Toward a New Economy: The New Investors

Towards a New Economy: Investors forging a road less traveled

We live in an economic world that most would call capitalism: a word we all use, but definitions vary.  Generally starting with “An economic 'system' …”. The definitions go on to define aspects of the ownership of capital. What is left out is the question: "What are the goals of a capitalist system?"  As the goals of a capitalist economy have changed, so have the investor strategies that fuel markets. Currently, the system has tended toward 'maximizing shareholder profit' rather than on creating companies that have long term value for shareholders through: 

  • Transparent and accountable governance, 
  • A stable employee base that makes enough money to purchase the output of the economy, 
  • Policies that strengthen local communities, and a
  • Means of production that produces goods at the least cost to the environment.

Investors, who do use these metrics as a basis for their decisions, use terms such as 'mission investing' ,' triple bottom line', 'ESG'  and 'impact' investing. However, such terms can miss the point because they imply that investors are searching for social good, not for metrics that provide returns above market rate. Yet as far back as 2009, Sarah Stranahan, speaking at a Sustainable Investing conference in New York, spoke about the Needmor Foundation, which has used a mission investing strategy. 

Sarah Stranahan"Why are we trying to prove that we [mission investors] are as good as the dominant markets? The dominant markets have failed dismally. Needmor did 4.5% better [than a comparable foundation without a mission strategy]. So what? We still lost 25% of our endowment. We failed in our fiduciary duty and disappointed our grantees and our staff because we had faith in the dominant markets."

As foundations and funds were reassessing their strategic goals in 2009, Dave Chen in San Francisco was working on a plan to implement. 

Equilibrium Capital: The New Metrics

Mr. Chen gathered together a few like-minded people, then started a company called Equilibrium Capital — — where he is Chairman and Head of Product Development. In recent remarks in San Francisco at Equilibrium’s 5th Annual Summit, he compared the early days to trail-blazing through dense tropical forests. He was speaking to over 70 participants from major public and corporate pension funds, sovereign wealth funds, insurance companies, US state and federal agencies, family offices, and others. While Equilibrium now has nearly $1.5 billion gathered onto its platform, , the combined investment power in the room was easily over $1 trillion, all of whom are at least thinking about what a new capitalism might look like, and many of whom have already invested. 

Dave Chen“These [environmental] asset classes aren’t new – they’re 10,000 years old – land, water sheds, buildings, farms, transportation routes, water supply systems. There’s property in Oxford University’s endowments that have been continuously owned for close to 1,000 years. What’s new, by comparison with currently prevailing investment methods for institutional capital, is the understanding that sustainable approaches translate to asset productivity and asset value resilience in long investment hold periods. That subtly affects how one shapes the investment opportunity in these old basic asset types.”

(WRITTEN PROBLEM A) Reproduce the stretch of the investing article from "We live in an" through "to the environment.".
(WRITTEN PROBLEM B) In the investing article, how much money does Equilibrium Capital now have gathered onto its platform?
The records after the investing article have no connection to it.

(DATA)
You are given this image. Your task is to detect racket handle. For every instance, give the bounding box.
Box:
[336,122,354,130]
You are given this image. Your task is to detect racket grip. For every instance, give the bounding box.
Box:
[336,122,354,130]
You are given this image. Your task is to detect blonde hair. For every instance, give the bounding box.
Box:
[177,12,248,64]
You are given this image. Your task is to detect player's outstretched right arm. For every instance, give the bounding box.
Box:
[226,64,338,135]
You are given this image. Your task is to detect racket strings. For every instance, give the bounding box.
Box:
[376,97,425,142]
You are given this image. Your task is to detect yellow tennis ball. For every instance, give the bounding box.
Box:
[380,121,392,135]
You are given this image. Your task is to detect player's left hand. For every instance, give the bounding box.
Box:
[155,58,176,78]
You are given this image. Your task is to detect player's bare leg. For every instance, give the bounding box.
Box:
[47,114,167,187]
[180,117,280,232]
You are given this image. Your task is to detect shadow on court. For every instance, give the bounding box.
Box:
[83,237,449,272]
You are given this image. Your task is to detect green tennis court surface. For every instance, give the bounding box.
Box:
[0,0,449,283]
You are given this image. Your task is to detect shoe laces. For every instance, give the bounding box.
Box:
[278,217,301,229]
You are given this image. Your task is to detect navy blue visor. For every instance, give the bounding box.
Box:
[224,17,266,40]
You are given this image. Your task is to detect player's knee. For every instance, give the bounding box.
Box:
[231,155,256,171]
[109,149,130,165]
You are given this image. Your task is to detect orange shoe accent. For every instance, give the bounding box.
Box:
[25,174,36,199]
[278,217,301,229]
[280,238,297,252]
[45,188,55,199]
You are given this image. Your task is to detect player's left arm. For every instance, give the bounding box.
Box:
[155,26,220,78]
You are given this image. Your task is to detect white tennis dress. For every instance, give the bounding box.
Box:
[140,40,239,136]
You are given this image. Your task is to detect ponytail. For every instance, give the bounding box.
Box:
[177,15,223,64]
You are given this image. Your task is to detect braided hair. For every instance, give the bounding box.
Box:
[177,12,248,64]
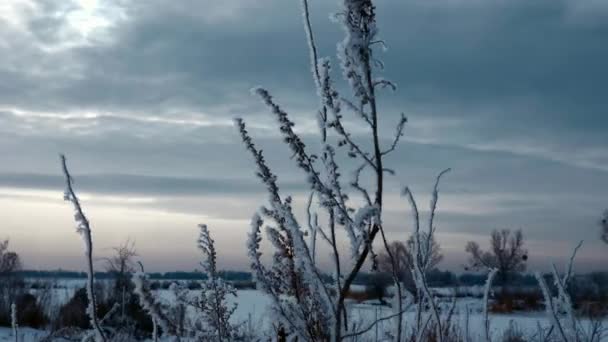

(WRITTEN RESPONSE A)
We live in an economic world that most would call capitalism: a word we all use, but definitions vary.  Generally starting with “An economic 'system' …”. The definitions go on to define aspects of the ownership of capital. What is left out is the question: "What are the goals of a capitalist system?"  As the goals of a capitalist economy have changed, so have the investor strategies that fuel markets. Currently, the system has tended toward 'maximizing shareholder profit' rather than on creating companies that have long term value for shareholders through: 

  • Transparent and accountable governance, 
  • A stable employee base that makes enough money to purchase the output of the economy, 
  • Policies that strengthen local communities, and a
  • Means of production that produces goods at the least cost to the environment.

(WRITTEN RESPONSE B) Nearly $1.5 billion.